Actions to take:
- a) In the passage about Roma professionals, reproduce the text from "Wich allowed me" up to and including "favourable living conditions.".
- b) According to the passage about Roma professionals, since what year have Vesko and Zlatka lived in Bordeaux?
- c) Write what comes next in the passage about Roma professionals after its final sentence.

━━ Passage shown ━━

Wich allowed me to…
A doctor, a history teacher, a medical student, an actress, a construction worker, a seamstress… These professions are practiced by Roma people in Bulgaria, Romania, France and Germany. Some of these occupations do not fit the stereotypes and stigmatizing views of Roma. In each of the ECRI project’s video interviews, these women and men talk about how, despite all the obstacles, they were able to access these professions or certain favourable living conditions.
Before walking the steps of the Cannes Film Festival in 2018 for her role in Alone at my Wedding, Alina Serban, born in 1987, had several lives. Her parents lost their home and her mother was imprisoned when she was eight. She then grew up in a boarding school which enabled her to study at university, then at New York University and at the Royal Academy of Dramatic Art in London. She is now a writer, director and actress who says she tells her story to fight racism and discrimination against Roma. She is one of Europe’s best-known Roma actors.
Vesko and Zlatka
Vesko and Zlatka have been living in Bordeaux since 2012 and have two children. They joined Vesko’s father in this city, who had been living there since 2003. In Bulgaria, Vesko has worked in the construction industry since he was 15 years old, he is now specialised in façade plastering. They refused to live in a squat and managed to find accommodation through an acquaintance. They both tell us why they came, their living conditions and their ambitions for the future.
Zapryan lives in a small village near Plovdiv where he was once mayor. His childhood dream was to be a doctor, but he eventually became a biology and chemistry teacher by choice after his university studies. His parents were poor but they always supported him during his studies, which he financed by working and being helped by the Soros Open Society organisation. Zapryan, whom we meet in Europe’s largest Roma neighbourhood, Stolipinovo, tells us what was decisive in his journey.

━━━
━━ Data section ━━

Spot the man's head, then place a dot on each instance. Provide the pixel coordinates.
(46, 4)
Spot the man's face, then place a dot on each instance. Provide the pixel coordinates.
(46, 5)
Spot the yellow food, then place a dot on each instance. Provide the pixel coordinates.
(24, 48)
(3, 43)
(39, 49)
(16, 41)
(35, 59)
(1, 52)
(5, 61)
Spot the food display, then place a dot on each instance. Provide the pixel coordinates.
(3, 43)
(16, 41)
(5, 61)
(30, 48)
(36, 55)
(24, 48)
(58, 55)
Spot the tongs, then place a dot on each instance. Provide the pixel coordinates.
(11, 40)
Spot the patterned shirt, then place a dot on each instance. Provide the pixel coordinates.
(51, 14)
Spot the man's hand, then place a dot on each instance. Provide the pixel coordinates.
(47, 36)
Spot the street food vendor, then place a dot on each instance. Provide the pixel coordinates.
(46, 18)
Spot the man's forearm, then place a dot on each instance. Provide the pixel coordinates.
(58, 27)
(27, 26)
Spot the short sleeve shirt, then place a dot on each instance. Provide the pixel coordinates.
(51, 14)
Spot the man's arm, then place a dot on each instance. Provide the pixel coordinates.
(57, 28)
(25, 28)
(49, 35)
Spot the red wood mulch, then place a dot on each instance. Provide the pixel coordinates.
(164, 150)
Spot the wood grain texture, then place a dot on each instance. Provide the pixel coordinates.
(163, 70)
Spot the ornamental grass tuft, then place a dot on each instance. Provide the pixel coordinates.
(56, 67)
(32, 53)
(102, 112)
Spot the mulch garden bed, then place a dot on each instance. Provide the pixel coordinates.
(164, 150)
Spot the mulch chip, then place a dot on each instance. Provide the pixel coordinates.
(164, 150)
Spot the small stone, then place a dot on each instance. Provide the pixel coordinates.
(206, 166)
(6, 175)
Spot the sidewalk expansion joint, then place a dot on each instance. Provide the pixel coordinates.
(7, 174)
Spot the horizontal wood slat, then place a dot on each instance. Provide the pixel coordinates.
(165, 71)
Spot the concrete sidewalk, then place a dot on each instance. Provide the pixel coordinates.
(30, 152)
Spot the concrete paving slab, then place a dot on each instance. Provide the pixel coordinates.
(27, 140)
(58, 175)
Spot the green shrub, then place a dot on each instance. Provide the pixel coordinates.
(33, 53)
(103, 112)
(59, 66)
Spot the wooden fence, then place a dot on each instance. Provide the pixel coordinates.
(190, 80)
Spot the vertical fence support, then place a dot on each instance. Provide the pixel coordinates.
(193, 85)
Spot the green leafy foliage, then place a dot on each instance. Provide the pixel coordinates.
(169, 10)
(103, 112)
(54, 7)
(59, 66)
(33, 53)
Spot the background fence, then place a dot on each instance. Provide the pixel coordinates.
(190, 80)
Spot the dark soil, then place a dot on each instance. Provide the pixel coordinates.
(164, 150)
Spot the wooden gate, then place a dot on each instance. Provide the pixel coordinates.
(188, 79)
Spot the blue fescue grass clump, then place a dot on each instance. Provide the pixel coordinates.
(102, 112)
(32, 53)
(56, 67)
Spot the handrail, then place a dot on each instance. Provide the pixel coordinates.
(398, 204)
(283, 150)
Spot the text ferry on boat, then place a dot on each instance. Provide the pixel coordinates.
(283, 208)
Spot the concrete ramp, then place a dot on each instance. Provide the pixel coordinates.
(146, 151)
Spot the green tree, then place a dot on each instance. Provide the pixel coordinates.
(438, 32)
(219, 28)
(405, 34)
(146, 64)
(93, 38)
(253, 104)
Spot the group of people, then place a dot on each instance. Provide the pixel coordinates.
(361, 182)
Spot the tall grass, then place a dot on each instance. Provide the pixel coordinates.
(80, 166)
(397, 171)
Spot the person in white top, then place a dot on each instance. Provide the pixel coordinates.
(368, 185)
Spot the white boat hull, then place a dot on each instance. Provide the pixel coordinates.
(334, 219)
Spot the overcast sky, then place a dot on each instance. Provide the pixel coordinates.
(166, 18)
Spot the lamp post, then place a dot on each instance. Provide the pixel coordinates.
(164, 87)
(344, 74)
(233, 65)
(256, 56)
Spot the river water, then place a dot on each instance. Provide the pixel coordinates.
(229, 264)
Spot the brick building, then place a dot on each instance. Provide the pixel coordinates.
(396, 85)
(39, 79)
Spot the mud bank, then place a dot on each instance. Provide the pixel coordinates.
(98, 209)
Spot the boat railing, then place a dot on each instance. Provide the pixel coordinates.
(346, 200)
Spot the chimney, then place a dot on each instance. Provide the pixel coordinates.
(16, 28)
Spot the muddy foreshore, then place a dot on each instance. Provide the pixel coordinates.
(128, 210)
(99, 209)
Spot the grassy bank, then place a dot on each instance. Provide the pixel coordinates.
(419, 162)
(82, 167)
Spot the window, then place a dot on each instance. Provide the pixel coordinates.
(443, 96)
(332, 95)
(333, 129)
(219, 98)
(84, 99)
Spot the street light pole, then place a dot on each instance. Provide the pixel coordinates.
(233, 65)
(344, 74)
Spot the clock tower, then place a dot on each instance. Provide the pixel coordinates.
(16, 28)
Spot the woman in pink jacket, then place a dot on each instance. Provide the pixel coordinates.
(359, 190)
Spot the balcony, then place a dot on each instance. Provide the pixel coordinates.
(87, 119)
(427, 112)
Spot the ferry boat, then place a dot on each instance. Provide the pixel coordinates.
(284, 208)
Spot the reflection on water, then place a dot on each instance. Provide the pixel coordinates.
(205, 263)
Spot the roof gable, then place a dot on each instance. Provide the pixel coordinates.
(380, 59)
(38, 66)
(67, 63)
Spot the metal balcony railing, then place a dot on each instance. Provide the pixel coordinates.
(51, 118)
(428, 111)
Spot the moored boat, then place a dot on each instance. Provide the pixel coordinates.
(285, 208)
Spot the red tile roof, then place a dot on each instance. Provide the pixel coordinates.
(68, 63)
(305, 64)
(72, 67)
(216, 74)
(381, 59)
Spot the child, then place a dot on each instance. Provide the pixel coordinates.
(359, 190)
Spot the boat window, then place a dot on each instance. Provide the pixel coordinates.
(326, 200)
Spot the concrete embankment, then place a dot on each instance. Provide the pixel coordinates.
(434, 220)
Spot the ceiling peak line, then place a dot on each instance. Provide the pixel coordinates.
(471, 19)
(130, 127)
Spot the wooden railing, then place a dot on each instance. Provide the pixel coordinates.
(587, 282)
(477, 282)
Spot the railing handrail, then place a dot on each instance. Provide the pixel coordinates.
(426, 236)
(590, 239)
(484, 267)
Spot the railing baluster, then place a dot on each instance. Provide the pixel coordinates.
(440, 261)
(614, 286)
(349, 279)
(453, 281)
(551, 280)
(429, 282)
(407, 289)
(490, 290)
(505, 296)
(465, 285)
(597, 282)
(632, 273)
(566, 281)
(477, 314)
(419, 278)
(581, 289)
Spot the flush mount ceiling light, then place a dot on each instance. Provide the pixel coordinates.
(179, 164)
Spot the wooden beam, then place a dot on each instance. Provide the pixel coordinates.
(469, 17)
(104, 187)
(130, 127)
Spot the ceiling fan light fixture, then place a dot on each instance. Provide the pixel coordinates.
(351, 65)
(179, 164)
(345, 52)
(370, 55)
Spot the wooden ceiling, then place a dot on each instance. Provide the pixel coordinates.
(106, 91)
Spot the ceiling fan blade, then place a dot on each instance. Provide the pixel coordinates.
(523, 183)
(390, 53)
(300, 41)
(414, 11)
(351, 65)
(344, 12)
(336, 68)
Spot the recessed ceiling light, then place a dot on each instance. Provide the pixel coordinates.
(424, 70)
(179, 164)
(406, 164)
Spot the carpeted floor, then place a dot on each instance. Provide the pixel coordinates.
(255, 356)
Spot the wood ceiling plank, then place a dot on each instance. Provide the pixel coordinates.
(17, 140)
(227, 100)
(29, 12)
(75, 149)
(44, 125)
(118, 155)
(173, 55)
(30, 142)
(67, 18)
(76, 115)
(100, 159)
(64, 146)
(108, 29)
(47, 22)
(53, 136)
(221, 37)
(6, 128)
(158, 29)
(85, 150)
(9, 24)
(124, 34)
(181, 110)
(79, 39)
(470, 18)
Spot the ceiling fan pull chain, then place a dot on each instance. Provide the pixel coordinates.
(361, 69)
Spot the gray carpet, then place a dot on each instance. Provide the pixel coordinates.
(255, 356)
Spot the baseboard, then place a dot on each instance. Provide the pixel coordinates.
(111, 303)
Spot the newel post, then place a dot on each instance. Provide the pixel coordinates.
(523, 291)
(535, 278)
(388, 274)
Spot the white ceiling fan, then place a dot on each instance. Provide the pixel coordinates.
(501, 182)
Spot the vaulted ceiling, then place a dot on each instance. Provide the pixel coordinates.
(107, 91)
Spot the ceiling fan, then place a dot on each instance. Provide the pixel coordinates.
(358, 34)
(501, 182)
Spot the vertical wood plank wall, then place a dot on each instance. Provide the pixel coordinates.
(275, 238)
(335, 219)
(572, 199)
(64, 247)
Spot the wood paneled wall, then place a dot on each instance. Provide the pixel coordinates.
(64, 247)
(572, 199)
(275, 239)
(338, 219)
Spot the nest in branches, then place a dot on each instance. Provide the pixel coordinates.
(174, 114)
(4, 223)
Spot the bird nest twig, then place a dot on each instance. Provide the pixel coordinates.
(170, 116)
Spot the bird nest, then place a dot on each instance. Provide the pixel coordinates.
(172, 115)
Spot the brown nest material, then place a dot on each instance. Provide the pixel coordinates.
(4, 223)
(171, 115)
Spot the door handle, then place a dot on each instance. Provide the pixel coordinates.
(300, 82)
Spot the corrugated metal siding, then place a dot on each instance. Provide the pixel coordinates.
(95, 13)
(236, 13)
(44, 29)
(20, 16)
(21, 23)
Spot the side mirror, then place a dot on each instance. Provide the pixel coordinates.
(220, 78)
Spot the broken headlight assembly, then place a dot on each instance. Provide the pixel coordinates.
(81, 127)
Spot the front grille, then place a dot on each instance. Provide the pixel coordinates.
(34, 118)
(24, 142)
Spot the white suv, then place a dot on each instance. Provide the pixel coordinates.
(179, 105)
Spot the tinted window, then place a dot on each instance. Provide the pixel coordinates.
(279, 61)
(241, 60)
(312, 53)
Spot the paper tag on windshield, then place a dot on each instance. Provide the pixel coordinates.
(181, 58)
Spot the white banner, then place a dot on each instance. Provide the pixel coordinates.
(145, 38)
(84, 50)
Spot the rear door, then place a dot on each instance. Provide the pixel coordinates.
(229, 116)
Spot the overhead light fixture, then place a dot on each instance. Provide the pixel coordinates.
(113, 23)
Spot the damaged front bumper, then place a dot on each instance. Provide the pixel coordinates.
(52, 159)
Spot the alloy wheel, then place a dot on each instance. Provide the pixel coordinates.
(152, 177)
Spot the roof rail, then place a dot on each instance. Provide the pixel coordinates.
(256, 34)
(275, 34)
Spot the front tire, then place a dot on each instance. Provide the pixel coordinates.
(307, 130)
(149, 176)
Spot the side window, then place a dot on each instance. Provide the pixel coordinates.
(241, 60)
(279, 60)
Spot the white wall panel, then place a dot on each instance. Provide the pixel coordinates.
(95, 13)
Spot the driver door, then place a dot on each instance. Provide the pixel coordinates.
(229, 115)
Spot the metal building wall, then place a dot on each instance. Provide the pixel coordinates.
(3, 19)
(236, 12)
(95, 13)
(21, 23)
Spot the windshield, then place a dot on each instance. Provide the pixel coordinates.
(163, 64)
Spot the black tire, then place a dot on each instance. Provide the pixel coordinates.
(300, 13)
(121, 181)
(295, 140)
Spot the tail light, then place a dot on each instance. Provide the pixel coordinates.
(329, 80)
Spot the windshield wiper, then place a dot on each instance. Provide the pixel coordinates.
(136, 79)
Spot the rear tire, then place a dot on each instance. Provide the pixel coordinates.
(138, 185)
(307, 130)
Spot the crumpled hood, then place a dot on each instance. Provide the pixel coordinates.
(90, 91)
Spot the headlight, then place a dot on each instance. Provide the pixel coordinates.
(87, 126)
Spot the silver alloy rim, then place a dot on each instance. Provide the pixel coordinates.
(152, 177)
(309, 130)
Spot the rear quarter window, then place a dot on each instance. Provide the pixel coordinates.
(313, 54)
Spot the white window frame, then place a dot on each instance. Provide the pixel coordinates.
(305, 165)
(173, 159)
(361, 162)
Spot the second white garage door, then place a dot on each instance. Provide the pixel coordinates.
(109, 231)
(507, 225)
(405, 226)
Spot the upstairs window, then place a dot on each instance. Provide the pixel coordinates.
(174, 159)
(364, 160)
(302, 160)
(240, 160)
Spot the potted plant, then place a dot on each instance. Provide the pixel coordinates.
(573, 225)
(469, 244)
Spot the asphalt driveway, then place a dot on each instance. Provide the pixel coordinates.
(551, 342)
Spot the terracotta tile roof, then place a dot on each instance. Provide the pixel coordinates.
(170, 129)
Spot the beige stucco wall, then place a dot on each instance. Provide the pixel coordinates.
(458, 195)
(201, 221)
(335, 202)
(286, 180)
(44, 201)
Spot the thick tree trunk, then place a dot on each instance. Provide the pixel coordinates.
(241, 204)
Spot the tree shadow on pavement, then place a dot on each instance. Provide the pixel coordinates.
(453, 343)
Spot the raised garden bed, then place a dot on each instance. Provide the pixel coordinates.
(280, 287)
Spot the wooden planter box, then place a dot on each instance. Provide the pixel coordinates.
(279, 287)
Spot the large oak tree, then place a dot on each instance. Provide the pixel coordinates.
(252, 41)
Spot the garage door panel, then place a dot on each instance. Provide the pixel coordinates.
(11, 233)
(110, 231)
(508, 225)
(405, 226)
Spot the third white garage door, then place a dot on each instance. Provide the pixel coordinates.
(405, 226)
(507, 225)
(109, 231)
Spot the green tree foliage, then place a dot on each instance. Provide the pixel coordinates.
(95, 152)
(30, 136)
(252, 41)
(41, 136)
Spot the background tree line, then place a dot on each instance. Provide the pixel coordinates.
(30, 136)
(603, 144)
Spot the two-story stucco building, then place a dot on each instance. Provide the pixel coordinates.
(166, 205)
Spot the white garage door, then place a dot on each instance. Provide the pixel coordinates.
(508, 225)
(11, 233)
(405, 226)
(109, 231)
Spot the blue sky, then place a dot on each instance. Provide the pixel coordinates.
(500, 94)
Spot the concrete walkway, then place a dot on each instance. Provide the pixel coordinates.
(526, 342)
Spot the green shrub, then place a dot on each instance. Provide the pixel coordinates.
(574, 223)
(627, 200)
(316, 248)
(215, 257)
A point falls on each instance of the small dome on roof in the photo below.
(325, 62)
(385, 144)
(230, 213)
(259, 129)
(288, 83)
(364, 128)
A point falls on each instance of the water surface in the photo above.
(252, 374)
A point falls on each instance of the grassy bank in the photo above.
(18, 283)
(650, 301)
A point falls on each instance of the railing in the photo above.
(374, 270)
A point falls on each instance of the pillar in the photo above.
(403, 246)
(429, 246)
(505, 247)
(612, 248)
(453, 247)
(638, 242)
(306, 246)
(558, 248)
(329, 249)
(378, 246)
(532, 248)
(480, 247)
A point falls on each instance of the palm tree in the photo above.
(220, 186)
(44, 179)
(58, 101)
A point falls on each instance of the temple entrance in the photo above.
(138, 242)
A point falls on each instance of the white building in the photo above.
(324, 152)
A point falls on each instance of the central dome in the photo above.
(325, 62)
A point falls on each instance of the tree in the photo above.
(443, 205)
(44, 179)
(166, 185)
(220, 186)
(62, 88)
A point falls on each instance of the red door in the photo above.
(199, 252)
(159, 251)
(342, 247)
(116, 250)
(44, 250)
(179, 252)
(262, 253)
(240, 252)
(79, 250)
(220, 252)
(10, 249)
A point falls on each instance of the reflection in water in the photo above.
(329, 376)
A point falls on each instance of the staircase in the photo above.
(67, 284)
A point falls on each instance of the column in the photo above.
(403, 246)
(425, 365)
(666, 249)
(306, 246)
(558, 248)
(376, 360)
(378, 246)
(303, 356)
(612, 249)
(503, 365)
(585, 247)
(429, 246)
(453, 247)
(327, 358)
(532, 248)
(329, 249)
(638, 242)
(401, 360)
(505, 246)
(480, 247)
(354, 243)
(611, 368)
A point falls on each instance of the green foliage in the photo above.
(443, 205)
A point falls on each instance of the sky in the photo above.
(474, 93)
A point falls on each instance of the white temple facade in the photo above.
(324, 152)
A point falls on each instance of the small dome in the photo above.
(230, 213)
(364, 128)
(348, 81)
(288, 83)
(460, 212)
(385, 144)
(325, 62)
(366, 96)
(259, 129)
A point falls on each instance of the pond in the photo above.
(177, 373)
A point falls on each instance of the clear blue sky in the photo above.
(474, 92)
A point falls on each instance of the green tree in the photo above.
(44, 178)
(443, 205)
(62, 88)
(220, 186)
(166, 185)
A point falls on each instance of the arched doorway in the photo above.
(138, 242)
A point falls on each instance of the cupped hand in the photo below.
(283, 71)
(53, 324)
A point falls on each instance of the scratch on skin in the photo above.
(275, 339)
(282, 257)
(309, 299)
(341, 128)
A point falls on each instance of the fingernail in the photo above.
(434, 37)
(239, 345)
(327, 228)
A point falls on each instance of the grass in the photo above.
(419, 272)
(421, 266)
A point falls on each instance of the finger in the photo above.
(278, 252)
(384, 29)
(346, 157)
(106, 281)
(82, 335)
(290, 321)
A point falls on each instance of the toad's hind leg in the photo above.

━━━

Responses by item number:
- a)
Wich allowed me to…
A doctor, a history teacher, a medical student, an actress, a construction worker, a seamstress… These professions are practiced by Roma people in Bulgaria, Romania, France and Germany. Some of these occupations do not fit the stereotypes and stigmatizing views of Roma. In each of the ECRI project’s video interviews, these women and men talk about how, despite all the obstacles, they were able to access these professions or certain favourable living conditions.

- b) 2012

- c)
Sasho is 21 years old, lives in Plovdiv and is studying dentistry. His dream is to specialise in Canada or the United States and settle in one of these countries. He speaks bluntly of the young people in the neighbourhood who only think about marriage, cars and showing off. Personally, he sees no other solution than to leave his country, where a Roma cannot have a dignified life as he wishes. We meet him in Stolipinovo, in the premises of the Association Youth Club Roma Stolipinovo directed by Asen Karagyozov, which supports him.
Corina is an oncologist at the public hospital in the city where she was born, Ploiesti. She says she is from a mixed family, only her father is Roma. Her parents had to brave the prohibitions in their families and social circles to get married. Corina says that she became aware of her Roma identity late in life, but now claims it for reasons of collective political emancipation. She wanted to be a doctor since childhood, and she talks about the personal reasons and support that enabled her to do so. We meet Corina at the Roma Education Fund in Bucharest.
Roxanna, a German-born Sinti, runs the organisation Safe space from Dortmund, which promotes inclusion, intersectionality and empowerment of Sinti (or Sinté) and Roma. The Sinti share an Indian origin with the Roma but came to Western Europe in the Middle Ages. The Sinti were deported by the Nazi regime to concentration and extermination camps, just like the Roma. A majority of them did not survive. Part of Roxanna’s family was also a victim of genocide. This trauma is for her essential in understanding the contemporary period marked by multiple discriminations.